ASSIGNED TASK
Print the listing in full, with no character changed.

BEGIN DATA SHOWN

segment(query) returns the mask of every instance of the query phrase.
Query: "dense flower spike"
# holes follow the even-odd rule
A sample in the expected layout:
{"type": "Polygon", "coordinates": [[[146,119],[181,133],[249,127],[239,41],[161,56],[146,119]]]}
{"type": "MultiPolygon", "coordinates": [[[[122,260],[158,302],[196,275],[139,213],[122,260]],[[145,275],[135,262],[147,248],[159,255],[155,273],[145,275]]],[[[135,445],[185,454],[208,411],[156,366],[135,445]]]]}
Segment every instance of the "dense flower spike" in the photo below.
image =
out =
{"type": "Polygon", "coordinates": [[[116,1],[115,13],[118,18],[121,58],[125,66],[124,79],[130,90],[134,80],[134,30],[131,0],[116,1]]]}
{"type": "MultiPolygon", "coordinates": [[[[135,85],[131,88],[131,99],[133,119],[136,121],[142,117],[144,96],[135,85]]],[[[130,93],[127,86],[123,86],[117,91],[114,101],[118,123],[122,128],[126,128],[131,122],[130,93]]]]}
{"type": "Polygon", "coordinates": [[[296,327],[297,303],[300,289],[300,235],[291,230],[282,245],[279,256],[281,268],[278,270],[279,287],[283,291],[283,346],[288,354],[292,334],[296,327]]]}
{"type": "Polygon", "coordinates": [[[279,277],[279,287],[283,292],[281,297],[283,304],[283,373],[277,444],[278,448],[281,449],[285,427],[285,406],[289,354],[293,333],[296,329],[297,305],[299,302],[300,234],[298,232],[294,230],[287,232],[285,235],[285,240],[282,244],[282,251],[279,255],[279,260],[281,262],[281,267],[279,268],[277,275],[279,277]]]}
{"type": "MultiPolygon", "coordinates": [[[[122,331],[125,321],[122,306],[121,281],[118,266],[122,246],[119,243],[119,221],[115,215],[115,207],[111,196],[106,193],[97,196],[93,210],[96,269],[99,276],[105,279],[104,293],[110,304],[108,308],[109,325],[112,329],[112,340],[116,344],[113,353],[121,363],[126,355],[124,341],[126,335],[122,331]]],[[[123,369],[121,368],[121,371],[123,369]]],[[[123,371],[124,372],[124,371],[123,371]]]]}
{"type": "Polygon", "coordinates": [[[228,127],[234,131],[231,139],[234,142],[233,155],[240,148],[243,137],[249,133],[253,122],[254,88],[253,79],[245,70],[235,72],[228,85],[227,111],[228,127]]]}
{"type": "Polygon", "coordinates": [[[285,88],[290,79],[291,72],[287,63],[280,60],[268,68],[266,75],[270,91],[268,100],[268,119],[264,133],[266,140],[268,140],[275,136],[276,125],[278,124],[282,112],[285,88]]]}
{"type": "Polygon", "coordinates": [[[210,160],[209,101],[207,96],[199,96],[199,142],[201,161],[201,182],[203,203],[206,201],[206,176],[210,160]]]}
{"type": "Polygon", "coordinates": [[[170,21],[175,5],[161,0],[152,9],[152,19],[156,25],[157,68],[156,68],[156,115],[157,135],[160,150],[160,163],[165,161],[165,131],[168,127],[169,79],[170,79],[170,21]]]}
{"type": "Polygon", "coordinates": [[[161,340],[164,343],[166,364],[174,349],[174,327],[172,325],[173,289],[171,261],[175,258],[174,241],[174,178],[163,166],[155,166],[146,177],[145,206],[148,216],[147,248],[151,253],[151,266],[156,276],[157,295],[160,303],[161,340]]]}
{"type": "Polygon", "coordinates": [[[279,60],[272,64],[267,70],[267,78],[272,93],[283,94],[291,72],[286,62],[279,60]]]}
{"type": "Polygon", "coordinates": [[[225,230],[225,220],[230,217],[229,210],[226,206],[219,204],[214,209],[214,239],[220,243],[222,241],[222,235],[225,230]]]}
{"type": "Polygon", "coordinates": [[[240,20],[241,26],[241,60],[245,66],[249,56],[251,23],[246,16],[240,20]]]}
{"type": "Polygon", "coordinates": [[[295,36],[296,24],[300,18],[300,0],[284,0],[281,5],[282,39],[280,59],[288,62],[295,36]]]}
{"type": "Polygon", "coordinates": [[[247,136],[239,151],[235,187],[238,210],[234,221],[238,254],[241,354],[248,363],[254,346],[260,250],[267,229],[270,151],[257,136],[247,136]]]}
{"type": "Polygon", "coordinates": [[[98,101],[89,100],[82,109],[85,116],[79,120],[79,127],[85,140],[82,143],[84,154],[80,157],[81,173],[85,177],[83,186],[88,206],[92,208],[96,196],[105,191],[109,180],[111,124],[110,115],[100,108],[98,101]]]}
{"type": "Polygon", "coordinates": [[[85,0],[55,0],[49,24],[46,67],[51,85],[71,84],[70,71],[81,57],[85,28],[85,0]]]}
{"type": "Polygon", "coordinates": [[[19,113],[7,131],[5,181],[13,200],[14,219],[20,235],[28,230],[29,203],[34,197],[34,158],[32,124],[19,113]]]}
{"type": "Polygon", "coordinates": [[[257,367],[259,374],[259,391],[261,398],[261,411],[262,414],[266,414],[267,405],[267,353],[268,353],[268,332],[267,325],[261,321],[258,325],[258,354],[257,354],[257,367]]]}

END DATA SHOWN

ANSWER TO THIS TASK
segment(query) returns the mask of every instance of the query phrase.
Query: "dense flower spike"
# holes follow the even-odd rule
A sample in the expected layout:
{"type": "Polygon", "coordinates": [[[146,119],[181,133],[249,127],[239,41],[161,56],[146,119]]]}
{"type": "MultiPolygon", "coordinates": [[[[122,260],[158,302],[196,275],[139,213],[122,260]],[[145,275],[135,262],[147,248],[159,255],[155,273],[145,275]]],[[[135,445],[185,454],[208,411],[156,366],[135,445]]]]}
Segment every instance of the "dense flower spike" in the photo below.
image =
out =
{"type": "Polygon", "coordinates": [[[116,1],[115,13],[118,18],[121,58],[125,66],[124,79],[130,90],[134,80],[134,30],[131,0],[116,1]]]}
{"type": "MultiPolygon", "coordinates": [[[[135,85],[131,88],[131,99],[133,119],[136,121],[142,117],[144,96],[135,85]]],[[[130,93],[127,86],[123,86],[117,91],[114,101],[118,123],[122,128],[126,128],[131,122],[130,93]]]]}
{"type": "Polygon", "coordinates": [[[296,327],[297,303],[300,289],[300,235],[291,230],[282,245],[279,256],[281,268],[278,270],[279,287],[283,291],[283,346],[288,354],[292,334],[296,327]]]}
{"type": "Polygon", "coordinates": [[[279,277],[279,287],[283,292],[281,297],[283,304],[283,373],[277,444],[278,448],[281,449],[285,427],[285,406],[289,354],[293,333],[296,329],[297,305],[299,302],[300,234],[298,232],[294,230],[287,232],[285,235],[285,240],[282,244],[282,251],[279,255],[279,260],[281,262],[281,267],[279,268],[277,275],[279,277]]]}
{"type": "MultiPolygon", "coordinates": [[[[122,331],[125,321],[122,306],[121,281],[118,266],[122,246],[119,243],[119,221],[115,215],[115,207],[111,196],[106,193],[97,196],[93,210],[96,269],[99,276],[105,279],[104,293],[110,304],[108,308],[109,325],[112,329],[112,340],[116,344],[113,353],[121,363],[126,355],[124,341],[126,335],[122,331]]],[[[123,369],[121,368],[121,371],[123,369]]],[[[123,371],[124,372],[124,371],[123,371]]]]}
{"type": "Polygon", "coordinates": [[[228,127],[234,131],[231,139],[234,142],[233,155],[240,148],[243,137],[249,133],[253,122],[254,88],[253,79],[245,70],[235,72],[228,85],[227,111],[228,127]]]}
{"type": "Polygon", "coordinates": [[[285,88],[290,79],[291,72],[287,63],[280,60],[268,68],[266,75],[270,91],[268,100],[268,119],[264,133],[266,140],[268,140],[275,136],[276,125],[278,124],[282,112],[285,88]]]}
{"type": "Polygon", "coordinates": [[[210,160],[209,101],[207,96],[199,96],[199,142],[201,161],[201,182],[203,203],[206,201],[206,176],[210,160]]]}
{"type": "Polygon", "coordinates": [[[170,21],[175,5],[161,0],[152,9],[152,19],[156,25],[157,68],[156,68],[156,115],[157,135],[160,150],[160,163],[165,161],[165,131],[168,127],[169,79],[170,79],[170,21]]]}
{"type": "Polygon", "coordinates": [[[161,340],[164,343],[166,364],[174,349],[174,327],[172,325],[173,289],[171,261],[175,258],[174,241],[174,178],[163,166],[155,166],[146,177],[145,206],[148,216],[147,248],[151,253],[151,266],[156,276],[157,295],[160,303],[161,340]]]}
{"type": "Polygon", "coordinates": [[[279,60],[272,64],[267,70],[267,78],[272,93],[283,94],[291,72],[286,62],[279,60]]]}
{"type": "Polygon", "coordinates": [[[225,230],[225,220],[230,217],[229,210],[226,206],[219,204],[214,209],[214,239],[220,243],[222,241],[222,235],[225,230]]]}
{"type": "Polygon", "coordinates": [[[240,20],[241,26],[241,60],[245,66],[249,56],[251,23],[246,16],[240,20]]]}
{"type": "Polygon", "coordinates": [[[295,36],[296,24],[300,18],[300,0],[284,0],[281,5],[282,39],[280,59],[288,62],[295,36]]]}
{"type": "Polygon", "coordinates": [[[247,136],[239,151],[235,187],[238,210],[234,221],[238,254],[241,354],[248,363],[254,346],[260,250],[267,229],[270,151],[257,136],[247,136]]]}
{"type": "Polygon", "coordinates": [[[98,101],[89,100],[82,109],[85,116],[79,120],[79,127],[85,140],[82,143],[84,154],[80,157],[81,173],[85,177],[83,186],[88,206],[92,208],[96,196],[105,191],[109,180],[111,124],[110,115],[100,108],[98,101]]]}
{"type": "Polygon", "coordinates": [[[85,0],[55,0],[49,24],[46,67],[51,85],[71,84],[70,71],[81,57],[85,28],[85,0]]]}
{"type": "Polygon", "coordinates": [[[19,113],[7,131],[5,181],[13,200],[14,219],[20,235],[28,230],[29,203],[34,197],[34,158],[32,124],[19,113]]]}
{"type": "Polygon", "coordinates": [[[257,367],[259,374],[259,391],[261,398],[261,411],[262,414],[266,414],[267,405],[267,353],[268,353],[268,332],[267,325],[261,321],[258,325],[258,354],[257,354],[257,367]]]}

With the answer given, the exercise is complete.